### STORED ROWS

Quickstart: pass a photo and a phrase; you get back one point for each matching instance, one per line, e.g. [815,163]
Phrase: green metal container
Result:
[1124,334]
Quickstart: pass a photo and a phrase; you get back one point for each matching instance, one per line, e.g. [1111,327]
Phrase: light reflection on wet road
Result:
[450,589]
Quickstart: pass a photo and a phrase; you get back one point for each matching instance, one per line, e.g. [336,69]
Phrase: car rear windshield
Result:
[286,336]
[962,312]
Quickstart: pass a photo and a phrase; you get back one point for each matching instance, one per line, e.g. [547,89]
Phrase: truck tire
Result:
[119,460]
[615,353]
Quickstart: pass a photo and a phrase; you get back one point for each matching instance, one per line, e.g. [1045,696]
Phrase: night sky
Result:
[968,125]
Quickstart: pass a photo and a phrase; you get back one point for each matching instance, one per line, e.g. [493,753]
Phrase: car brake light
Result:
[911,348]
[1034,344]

######

Output every line of the listing above verbatim, with no changes.

* THE REPLY:
Quickstart: pass a photo and a phrase; you get back one point for each matching instance, one per line, e.g. [815,163]
Phrase: green metal container
Result:
[1124,334]
Quickstart: pass a photo and a phrase; you get back one point for each matching instance, one per line, e.g. [1111,327]
Phrase: light reflection on wet road
Result:
[450,589]
Quickstart: pass a photo and a phrase; you get back one point for each matching instance, one per line, e.g. [336,69]
Phrase: car rear windshield
Result:
[286,336]
[962,312]
Quickstart: pass a photo and a phrase; you get back one point for each matching instance, one per line, e.g. [547,89]
Phrase: truck tire
Result:
[119,460]
[615,353]
Quickstart: pass a photo and a phrase; you get back one point for each matching instance, one per line, e.g. [1045,696]
Phrase: night sky
Result:
[968,125]
Quickstart: pass a photo and a phrase; you get back one point for each matching instance, one per line, e.g. [493,753]
Phrase: car brake light
Result:
[911,348]
[1034,344]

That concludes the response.